--- Start of PROVIDED ENTRIES ---
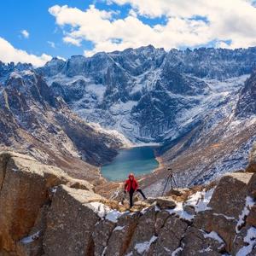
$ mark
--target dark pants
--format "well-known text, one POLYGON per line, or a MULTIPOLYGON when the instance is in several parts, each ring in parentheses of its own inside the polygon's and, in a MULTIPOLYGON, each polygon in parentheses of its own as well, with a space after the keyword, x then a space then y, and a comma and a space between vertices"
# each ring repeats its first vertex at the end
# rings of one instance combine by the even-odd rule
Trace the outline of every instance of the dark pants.
MULTIPOLYGON (((143 190, 138 189, 137 189, 137 192, 140 192, 141 195, 144 199, 147 199, 145 195, 143 194, 143 190)), ((129 195, 130 195, 130 207, 131 208, 133 206, 133 201, 132 201, 132 196, 133 196, 134 189, 131 188, 131 190, 129 191, 129 195)))

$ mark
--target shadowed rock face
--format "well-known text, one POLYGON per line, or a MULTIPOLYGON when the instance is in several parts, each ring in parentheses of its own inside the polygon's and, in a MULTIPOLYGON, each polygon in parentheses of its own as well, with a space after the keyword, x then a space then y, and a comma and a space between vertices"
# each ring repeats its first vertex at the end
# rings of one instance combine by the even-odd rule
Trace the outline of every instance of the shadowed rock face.
POLYGON ((0 251, 16 250, 16 242, 29 234, 44 212, 41 207, 49 204, 51 188, 65 183, 92 191, 88 182, 75 180, 61 169, 29 156, 3 152, 0 163, 0 251))
POLYGON ((2 153, 0 254, 253 255, 255 183, 253 172, 230 173, 208 187, 137 201, 131 212, 59 168, 2 153))
POLYGON ((246 118, 256 113, 256 70, 246 81, 237 103, 236 114, 246 118))

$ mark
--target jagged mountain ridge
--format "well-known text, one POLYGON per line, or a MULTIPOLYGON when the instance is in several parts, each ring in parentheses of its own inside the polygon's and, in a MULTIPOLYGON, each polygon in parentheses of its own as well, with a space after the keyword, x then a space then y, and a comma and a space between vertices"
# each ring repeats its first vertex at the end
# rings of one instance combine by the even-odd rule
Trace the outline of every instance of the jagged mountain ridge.
MULTIPOLYGON (((256 48, 166 52, 149 45, 67 61, 55 58, 38 71, 83 119, 134 142, 163 142, 178 126, 178 115, 203 105, 205 96, 212 100, 212 80, 218 84, 255 67, 256 48)), ((233 93, 230 89, 226 91, 233 93)), ((205 107, 204 113, 212 110, 205 107)))
MULTIPOLYGON (((162 143, 159 154, 164 167, 177 162, 178 184, 184 186, 187 177, 204 183, 246 165, 255 113, 241 121, 236 112, 255 55, 256 48, 166 53, 148 46, 67 61, 54 58, 37 70, 19 64, 17 69, 40 73, 55 96, 61 96, 84 119, 116 129, 136 143, 162 143), (239 138, 236 143, 233 137, 239 138), (221 145, 221 155, 211 149, 214 144, 221 145), (206 152, 207 163, 201 160, 206 152)), ((14 69, 2 65, 3 87, 14 69)), ((165 180, 160 171, 155 172, 158 182, 165 180)))
POLYGON ((30 152, 74 177, 100 180, 95 166, 115 156, 122 138, 81 120, 32 69, 14 70, 0 90, 1 145, 30 152))

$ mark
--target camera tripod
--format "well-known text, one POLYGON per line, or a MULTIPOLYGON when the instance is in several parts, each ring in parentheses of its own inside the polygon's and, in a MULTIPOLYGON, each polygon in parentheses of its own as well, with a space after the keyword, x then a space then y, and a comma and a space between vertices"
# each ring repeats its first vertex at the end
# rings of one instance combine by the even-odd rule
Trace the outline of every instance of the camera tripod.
--- End of PROVIDED ENTRIES ---
GOAL OF THE EXERCISE: Reproduce the listing from its start through the line that contains "MULTIPOLYGON (((143 190, 138", replacing "dark pants" with "black trousers" and leaving everything else unchanged. Omit the pictures from your answer.

WORKED ANSWER:
$ mark
--target black trousers
--format "well-known text, one POLYGON per line, or a MULTIPOLYGON when the instance is in several parts, each ring in parentheses of its own inside the polygon's and, in a MULTIPOLYGON, each polygon in parentheses of its own as well, with a space after the keyword, x then a space then y, and a comma and a space between vertices"
# each ring repeats its first vertex at the end
# rings of one instance combine by the even-odd rule
Trace the outline of every instance of the black trousers.
MULTIPOLYGON (((143 190, 138 189, 137 189, 137 192, 140 192, 141 195, 144 199, 147 199, 145 195, 143 194, 143 190)), ((129 195, 130 195, 130 207, 131 208, 133 206, 133 201, 132 201, 132 196, 133 196, 134 189, 131 188, 131 190, 129 191, 129 195)))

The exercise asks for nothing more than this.